# Passage extrait
^^^^^^^^

Cette absence complète de vision, de prévision, d’appréciation, cette
absence complète de stratégie qui rejoint effectivement le même vide que
l’on a constaté à propos des USA (voir le 15 août 2015),
conduisent d’une façon assez naturelle, sans tapage excessif
dirions-nous, à des situations catastrophiques par rapport à ce qu’on
attendait de grandes difficultés dans la période, en ramenant toute
l’action humaine à des automatismes-Système. Ainsi les diverses
“politiques” et autres “stratégies” d’apparence humaine, ne sont plus en
réalité que des éléments qui s’insèrent dans l’évolution eschatologique
générale que l’on a implicitement envisagée au début du siècle en même
temps que l’on commençait à mesurer les conséquences concrètes et
opérationnelles de l’énorme crise de l’environnement/crise climatique.
Le gouvernement des hommes, dans tous les cas de cette partie-humaine-là
(le bloc BAO), devient une partie intégrante de l’évolution
eschatologique générale que connaît notre civilisation, en l’accélérant
bien entendu, en en rapprochant les échéances de manière catastrophique.

^^^^^^^^

# Liste des items
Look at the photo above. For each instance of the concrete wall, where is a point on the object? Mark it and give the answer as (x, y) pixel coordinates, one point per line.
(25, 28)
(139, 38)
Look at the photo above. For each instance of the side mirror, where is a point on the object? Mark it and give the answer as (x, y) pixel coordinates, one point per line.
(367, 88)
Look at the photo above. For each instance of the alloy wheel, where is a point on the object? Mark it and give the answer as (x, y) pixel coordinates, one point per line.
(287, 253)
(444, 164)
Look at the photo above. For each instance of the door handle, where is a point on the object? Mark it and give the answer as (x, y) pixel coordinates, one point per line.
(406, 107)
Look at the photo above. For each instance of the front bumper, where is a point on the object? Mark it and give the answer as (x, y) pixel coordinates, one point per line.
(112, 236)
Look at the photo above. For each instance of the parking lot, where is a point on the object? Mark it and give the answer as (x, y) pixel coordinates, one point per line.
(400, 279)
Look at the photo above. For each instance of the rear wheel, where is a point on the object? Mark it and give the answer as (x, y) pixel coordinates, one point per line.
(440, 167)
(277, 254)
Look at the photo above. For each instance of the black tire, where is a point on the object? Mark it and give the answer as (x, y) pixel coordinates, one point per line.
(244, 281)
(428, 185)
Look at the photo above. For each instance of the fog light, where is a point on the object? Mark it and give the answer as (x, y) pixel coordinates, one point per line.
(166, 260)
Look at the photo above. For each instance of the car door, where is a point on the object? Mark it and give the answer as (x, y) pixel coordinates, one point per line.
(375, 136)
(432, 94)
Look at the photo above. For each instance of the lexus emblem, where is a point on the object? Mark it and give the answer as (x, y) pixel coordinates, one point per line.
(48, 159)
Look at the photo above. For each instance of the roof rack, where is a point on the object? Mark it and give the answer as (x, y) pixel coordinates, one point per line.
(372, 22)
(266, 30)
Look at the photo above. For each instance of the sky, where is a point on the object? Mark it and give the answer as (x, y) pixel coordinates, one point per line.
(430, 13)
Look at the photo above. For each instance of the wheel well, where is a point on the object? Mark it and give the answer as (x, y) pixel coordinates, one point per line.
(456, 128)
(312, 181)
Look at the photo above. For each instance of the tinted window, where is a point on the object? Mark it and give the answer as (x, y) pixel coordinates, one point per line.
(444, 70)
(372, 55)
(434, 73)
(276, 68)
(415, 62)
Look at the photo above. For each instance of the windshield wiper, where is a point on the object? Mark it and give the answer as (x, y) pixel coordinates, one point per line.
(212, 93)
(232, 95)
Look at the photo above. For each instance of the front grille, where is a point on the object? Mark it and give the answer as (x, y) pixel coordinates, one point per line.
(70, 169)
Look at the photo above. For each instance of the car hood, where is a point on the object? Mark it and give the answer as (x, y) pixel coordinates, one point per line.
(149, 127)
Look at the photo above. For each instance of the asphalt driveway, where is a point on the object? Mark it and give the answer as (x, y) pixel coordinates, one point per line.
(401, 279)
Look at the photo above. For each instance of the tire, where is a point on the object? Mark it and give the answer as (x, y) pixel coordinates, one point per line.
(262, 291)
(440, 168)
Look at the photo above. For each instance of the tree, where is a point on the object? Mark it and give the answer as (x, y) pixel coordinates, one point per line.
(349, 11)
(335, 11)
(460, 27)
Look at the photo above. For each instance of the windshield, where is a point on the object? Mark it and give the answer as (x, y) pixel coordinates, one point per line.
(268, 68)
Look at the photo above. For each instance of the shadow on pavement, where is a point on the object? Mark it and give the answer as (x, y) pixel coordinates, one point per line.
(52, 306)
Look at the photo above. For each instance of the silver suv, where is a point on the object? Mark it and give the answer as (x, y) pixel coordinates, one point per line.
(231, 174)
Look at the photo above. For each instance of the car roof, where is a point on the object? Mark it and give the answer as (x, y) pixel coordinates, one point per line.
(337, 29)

^^^^^^^^

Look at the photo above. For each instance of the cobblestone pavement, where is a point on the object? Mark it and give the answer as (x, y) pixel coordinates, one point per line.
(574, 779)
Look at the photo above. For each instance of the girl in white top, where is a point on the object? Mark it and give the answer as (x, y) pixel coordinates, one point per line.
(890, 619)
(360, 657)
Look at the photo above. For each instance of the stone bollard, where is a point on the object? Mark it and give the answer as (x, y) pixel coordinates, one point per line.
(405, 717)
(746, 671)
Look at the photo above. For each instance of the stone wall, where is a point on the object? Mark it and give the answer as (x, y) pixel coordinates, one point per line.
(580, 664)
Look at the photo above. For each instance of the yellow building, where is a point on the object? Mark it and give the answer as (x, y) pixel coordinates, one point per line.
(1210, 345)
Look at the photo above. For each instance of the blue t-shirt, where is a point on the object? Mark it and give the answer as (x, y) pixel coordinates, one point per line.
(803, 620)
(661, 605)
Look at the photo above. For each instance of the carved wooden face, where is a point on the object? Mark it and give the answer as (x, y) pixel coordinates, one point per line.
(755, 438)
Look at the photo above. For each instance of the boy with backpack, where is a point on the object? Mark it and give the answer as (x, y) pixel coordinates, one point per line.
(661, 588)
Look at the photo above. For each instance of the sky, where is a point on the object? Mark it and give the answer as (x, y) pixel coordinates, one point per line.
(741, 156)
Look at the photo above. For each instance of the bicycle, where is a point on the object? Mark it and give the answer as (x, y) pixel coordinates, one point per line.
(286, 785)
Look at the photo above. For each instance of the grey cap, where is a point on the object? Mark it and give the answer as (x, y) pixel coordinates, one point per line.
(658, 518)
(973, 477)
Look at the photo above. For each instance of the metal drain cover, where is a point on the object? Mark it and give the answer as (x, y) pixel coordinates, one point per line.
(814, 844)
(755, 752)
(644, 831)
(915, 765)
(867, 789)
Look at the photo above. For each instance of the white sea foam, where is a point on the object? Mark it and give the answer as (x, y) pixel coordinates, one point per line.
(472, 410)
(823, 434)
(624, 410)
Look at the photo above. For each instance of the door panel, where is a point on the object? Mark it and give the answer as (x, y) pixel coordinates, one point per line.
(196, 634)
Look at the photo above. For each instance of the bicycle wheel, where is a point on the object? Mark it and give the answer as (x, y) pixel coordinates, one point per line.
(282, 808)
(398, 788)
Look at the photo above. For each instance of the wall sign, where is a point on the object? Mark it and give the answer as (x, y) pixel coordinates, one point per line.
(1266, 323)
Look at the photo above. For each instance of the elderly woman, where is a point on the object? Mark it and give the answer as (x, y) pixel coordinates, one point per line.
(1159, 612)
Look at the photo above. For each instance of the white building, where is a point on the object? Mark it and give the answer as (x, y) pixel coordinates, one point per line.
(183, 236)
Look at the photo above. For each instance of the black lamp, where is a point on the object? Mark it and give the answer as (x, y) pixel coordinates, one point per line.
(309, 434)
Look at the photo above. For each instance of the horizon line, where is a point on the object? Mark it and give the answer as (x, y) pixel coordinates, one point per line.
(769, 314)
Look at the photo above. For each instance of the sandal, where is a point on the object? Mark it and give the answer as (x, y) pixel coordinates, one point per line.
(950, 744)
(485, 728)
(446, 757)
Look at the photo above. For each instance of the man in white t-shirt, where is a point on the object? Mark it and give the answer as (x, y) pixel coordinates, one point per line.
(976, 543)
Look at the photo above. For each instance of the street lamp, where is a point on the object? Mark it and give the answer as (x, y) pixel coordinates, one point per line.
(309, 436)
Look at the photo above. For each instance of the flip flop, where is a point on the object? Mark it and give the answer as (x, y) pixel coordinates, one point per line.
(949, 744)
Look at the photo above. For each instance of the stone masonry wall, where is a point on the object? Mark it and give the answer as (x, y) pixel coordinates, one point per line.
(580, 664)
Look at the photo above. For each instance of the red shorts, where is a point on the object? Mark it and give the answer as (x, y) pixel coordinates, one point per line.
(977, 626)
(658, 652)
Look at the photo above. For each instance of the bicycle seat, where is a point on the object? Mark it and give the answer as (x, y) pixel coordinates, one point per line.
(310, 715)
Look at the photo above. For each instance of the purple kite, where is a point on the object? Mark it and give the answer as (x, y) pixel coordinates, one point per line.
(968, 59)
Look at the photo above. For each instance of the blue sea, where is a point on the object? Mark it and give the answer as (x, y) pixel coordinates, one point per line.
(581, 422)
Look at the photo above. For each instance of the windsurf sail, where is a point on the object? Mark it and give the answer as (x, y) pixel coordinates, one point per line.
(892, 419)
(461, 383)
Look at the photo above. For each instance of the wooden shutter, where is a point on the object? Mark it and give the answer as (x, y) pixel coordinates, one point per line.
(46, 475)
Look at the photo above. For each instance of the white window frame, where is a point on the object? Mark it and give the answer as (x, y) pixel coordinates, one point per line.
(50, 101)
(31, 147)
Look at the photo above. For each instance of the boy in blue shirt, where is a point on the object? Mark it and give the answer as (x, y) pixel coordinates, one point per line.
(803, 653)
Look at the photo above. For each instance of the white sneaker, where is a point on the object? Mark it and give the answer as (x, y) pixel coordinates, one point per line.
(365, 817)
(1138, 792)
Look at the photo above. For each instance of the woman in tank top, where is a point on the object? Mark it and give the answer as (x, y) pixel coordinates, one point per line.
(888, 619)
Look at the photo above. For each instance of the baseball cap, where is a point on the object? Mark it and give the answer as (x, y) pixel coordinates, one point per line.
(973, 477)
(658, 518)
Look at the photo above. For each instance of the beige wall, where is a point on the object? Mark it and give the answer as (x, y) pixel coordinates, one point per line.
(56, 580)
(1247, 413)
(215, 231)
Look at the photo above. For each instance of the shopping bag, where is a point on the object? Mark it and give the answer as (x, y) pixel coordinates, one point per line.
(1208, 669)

^^^^^^^^

Prolongez le texte sur l'absence de stratégie et l'évolution eschatologique de notre civilisation, en reprenant immédiatement après sa dernière phrase.

# Résultat ci-dessous
Ainsi, ce jugement que nous faisions le 4 août 2015
sur la question de la migration peut-il être repris, mais en le
complétant avec l’hypothèse fortement affirmée que les acteurs humains
ne le sont plus vraiment. Les acteurs humains, qu’on peut désormais
décrire comme des figurants robotisés, sont vraiment devenus des
instruments du système, et par conséquent des instruments au service de
la Grande Crise générale dont on espère avec ferveur qu’elle est celle
de l’effondrement du Système, certes ; ils observent la Grande Crise de
la Migration sans rien en dire de particulier, en causant du nombre de
tentes disponibles pour loger les migrants, de la nourriture
éventuellement à leur distribuer, et surtout, surtout, des sentiments
humanitaires qu’il faut continuer à entretenir avec ferveur ; en effet,
il nous reste, en France, la seule chose qu’on n’ait pas perdue d’elle,
ce qu’ils nomment l’“esprit du 11 janvier” ...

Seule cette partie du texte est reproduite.